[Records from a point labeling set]

•••••

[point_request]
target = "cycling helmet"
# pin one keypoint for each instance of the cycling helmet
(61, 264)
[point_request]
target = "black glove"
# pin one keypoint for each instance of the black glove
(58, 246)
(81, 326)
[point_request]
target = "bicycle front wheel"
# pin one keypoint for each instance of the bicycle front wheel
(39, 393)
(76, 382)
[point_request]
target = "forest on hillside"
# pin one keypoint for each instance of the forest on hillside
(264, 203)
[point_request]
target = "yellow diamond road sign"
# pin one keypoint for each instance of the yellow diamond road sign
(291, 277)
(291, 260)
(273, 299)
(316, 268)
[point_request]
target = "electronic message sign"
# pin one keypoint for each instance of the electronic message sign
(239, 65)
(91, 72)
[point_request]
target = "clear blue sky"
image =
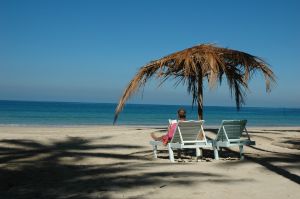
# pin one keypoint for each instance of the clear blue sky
(88, 51)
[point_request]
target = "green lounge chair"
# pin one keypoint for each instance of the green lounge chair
(187, 135)
(229, 135)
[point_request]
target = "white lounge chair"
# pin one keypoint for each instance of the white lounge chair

•••••

Copy the records above exactly, omitting every picture.

[point_request]
target = "cycling helmet"
# pin one keypoint for each instance of the cycling helmet
(61, 264)
[point_request]
target = "black glove"
# pin one keypoint for each instance of the black glove
(58, 246)
(81, 326)
[point_request]
target = "bicycle front wheel"
# pin one keypoint for each instance of the bicycle front wheel
(39, 393)
(76, 382)
[point_request]
target = "forest on hillside"
# pin one keypoint for each instance of the forest on hillside
(264, 203)
[point_request]
target = "yellow diamond road sign"
# pin one keypoint for each instance of the yellow diamond road sign
(291, 277)
(291, 260)
(273, 299)
(316, 268)
[point_request]
target = "electronic message sign"
# pin one keypoint for each instance of the electronic message sign
(239, 65)
(91, 72)
[point_request]
target = "clear blue sky"
image =
# pin one keypoint for each instance of the clear blue sky
(88, 51)
[point_request]
target = "green lounge chair"
# pin one keypoint for each instance of the green lounge chair
(187, 135)
(229, 135)
[point_request]
target = "white lounge chair"
# pin one keypoint for each instance of the white lounge chair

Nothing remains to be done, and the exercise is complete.